Aim of the exercise
Please repeat exactly the lines below from the one containing "Target: green grass field" down to the one containing "[pin] reins (one", both included, and nothing else.

Entries taken from a collection

Content starts

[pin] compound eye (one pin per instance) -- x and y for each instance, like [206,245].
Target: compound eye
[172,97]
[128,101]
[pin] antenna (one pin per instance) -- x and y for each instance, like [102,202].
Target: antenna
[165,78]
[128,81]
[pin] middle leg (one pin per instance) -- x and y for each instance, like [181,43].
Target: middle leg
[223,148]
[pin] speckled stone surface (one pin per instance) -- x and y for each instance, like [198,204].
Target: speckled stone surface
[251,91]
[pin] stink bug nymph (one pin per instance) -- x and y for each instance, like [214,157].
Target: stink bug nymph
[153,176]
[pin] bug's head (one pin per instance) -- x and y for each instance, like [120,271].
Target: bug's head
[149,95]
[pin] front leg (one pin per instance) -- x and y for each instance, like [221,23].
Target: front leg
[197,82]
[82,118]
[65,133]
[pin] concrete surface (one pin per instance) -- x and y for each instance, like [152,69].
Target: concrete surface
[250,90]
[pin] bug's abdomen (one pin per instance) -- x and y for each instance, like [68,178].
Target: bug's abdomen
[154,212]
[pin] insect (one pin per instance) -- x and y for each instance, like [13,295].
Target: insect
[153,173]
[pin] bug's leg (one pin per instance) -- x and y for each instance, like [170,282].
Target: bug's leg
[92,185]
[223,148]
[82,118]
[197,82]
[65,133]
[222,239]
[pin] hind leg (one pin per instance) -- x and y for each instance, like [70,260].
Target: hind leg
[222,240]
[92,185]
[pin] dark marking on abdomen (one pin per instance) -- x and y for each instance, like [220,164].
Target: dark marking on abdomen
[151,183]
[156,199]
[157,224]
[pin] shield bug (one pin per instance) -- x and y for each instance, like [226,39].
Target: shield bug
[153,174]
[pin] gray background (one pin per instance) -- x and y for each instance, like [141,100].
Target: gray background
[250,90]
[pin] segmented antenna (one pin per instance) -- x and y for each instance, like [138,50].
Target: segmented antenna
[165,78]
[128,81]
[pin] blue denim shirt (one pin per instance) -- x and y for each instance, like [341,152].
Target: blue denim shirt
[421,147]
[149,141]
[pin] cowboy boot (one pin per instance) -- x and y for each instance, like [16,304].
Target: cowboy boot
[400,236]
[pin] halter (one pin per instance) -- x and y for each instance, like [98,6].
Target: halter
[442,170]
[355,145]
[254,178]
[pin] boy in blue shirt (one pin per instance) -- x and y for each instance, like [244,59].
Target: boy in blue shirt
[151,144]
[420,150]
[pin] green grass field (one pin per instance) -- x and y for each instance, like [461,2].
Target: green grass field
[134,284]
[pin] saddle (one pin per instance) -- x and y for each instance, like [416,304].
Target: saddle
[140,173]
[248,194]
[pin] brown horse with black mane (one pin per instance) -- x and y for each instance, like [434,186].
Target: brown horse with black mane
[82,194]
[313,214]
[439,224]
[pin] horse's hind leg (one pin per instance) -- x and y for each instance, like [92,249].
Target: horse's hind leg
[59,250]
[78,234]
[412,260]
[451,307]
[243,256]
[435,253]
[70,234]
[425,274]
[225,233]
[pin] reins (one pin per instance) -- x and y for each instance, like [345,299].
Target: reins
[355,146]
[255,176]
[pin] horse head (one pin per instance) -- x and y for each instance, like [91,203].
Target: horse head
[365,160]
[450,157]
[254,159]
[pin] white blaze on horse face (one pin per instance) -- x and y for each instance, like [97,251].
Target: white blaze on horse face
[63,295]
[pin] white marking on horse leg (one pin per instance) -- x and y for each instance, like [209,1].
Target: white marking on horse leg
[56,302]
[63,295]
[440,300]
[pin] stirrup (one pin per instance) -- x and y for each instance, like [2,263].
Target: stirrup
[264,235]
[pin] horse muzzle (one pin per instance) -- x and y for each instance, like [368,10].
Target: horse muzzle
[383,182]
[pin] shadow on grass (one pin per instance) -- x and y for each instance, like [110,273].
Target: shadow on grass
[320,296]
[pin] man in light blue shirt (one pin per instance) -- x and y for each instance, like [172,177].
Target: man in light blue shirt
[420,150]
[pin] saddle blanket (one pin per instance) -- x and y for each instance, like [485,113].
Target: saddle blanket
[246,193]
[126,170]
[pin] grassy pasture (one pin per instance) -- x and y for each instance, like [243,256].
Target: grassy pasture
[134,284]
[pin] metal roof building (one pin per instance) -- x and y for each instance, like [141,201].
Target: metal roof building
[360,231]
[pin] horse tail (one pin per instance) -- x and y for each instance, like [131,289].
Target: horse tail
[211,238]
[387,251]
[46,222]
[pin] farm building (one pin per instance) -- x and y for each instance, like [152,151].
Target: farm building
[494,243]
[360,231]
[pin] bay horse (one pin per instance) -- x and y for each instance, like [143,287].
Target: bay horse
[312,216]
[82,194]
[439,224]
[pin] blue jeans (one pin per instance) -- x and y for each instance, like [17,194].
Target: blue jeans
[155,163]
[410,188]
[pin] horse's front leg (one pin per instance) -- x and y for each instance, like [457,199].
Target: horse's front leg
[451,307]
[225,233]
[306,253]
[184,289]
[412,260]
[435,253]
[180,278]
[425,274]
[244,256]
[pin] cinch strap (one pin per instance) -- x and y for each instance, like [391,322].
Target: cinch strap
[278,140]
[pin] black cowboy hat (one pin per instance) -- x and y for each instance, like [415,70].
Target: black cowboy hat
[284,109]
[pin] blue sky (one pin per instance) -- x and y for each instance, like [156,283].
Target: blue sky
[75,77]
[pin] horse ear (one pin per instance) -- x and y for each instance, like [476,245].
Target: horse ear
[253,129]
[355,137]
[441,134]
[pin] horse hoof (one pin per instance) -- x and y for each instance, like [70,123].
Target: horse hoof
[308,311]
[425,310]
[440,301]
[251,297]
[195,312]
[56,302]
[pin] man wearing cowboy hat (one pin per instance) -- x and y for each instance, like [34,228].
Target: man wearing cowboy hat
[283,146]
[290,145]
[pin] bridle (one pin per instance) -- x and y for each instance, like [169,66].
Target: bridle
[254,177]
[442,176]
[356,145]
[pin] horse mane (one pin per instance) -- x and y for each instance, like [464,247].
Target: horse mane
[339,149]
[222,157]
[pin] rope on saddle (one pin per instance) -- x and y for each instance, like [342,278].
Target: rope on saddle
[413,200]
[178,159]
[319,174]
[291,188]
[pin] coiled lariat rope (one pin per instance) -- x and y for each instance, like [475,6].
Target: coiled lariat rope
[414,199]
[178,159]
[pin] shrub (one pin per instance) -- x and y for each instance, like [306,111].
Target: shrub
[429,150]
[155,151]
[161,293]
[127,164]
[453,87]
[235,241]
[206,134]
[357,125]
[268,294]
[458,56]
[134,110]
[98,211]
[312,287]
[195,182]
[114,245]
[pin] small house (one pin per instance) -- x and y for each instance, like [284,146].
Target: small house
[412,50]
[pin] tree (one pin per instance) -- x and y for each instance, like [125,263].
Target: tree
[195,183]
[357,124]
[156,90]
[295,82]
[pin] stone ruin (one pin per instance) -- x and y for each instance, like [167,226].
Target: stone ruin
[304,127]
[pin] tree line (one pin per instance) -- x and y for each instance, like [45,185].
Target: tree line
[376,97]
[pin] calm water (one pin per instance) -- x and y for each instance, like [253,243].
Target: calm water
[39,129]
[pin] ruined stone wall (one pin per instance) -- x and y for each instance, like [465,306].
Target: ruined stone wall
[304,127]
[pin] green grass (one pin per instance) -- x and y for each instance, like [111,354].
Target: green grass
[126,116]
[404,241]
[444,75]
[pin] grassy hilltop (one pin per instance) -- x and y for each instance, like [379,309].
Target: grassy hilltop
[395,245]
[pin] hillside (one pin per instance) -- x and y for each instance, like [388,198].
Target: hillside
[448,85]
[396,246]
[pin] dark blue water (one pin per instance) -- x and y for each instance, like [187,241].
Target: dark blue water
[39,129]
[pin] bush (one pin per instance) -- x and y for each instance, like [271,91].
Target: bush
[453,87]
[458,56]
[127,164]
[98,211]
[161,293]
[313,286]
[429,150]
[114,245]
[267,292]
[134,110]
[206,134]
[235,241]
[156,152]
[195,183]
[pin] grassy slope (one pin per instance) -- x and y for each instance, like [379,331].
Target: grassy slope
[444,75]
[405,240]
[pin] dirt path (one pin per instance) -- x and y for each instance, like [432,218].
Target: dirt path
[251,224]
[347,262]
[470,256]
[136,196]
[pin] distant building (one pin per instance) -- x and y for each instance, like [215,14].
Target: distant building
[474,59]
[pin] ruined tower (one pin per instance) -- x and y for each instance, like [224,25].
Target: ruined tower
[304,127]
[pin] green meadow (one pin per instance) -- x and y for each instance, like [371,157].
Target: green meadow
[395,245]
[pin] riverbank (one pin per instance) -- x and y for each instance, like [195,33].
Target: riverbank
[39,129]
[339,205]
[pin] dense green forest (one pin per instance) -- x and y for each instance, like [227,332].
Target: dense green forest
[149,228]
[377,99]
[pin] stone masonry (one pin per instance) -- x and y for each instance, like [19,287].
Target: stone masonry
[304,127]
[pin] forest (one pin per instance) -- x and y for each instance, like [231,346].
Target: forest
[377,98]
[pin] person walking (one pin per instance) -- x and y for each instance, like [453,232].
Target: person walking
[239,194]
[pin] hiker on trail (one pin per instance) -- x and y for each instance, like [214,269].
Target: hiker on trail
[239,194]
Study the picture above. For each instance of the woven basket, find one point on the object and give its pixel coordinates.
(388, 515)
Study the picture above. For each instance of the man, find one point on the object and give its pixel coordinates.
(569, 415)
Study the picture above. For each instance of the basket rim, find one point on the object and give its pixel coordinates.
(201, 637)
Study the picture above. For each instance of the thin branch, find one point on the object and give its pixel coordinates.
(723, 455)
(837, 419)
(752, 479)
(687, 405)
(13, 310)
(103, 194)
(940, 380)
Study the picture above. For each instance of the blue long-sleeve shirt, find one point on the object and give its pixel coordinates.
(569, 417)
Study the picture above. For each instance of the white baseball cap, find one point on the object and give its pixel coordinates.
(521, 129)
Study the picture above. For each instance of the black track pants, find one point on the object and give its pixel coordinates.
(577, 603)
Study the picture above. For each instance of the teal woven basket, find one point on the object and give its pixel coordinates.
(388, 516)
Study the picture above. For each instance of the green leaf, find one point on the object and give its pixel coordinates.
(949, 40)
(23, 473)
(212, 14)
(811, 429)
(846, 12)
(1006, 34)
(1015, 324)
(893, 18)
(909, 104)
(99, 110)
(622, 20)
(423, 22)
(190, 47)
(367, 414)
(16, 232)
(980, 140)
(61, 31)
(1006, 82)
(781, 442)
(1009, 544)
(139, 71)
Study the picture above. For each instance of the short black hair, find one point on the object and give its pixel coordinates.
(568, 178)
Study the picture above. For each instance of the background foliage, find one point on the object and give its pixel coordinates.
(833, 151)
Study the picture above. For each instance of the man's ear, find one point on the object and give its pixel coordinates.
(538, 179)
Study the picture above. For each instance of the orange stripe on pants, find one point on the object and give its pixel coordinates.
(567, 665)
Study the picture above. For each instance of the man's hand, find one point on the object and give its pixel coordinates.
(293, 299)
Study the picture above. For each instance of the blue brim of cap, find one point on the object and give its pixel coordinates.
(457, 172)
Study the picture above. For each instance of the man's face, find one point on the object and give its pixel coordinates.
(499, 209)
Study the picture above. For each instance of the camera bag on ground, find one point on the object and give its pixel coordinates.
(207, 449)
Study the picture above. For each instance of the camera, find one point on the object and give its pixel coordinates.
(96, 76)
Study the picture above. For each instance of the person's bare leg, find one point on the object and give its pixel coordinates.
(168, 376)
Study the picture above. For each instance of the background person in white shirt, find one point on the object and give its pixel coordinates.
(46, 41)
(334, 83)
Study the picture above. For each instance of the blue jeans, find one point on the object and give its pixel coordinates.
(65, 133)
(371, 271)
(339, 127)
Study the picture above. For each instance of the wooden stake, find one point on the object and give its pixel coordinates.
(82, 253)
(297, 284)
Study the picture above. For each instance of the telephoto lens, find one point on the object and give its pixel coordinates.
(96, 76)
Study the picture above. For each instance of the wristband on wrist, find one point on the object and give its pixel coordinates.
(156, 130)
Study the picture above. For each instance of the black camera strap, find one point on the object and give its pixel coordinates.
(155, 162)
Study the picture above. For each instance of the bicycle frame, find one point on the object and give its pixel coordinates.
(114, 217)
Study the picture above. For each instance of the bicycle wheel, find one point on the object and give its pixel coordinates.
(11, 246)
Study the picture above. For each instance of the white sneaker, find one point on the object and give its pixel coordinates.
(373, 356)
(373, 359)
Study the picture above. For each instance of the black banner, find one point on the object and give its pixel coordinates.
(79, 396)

Content ends

Finished exercise
Target: green grass field
[134,284]
[pin] saddle (one pin per instance) -- x and y for each instance, like [416,304].
Target: saddle
[140,173]
[248,194]
[pin] brown horse with black mane (one pin per instance) -- x and y for each instance, like [434,186].
Target: brown horse with black mane
[82,194]
[313,214]
[439,224]
[pin] horse's hind leg (one pin per instance) -- x and y for each instance, like [92,249].
Target: horse's hind leg
[59,250]
[78,234]
[412,260]
[451,307]
[243,256]
[435,253]
[70,234]
[425,274]
[225,233]
[pin] reins (one pin per instance) -- x and y for each instance, like [345,299].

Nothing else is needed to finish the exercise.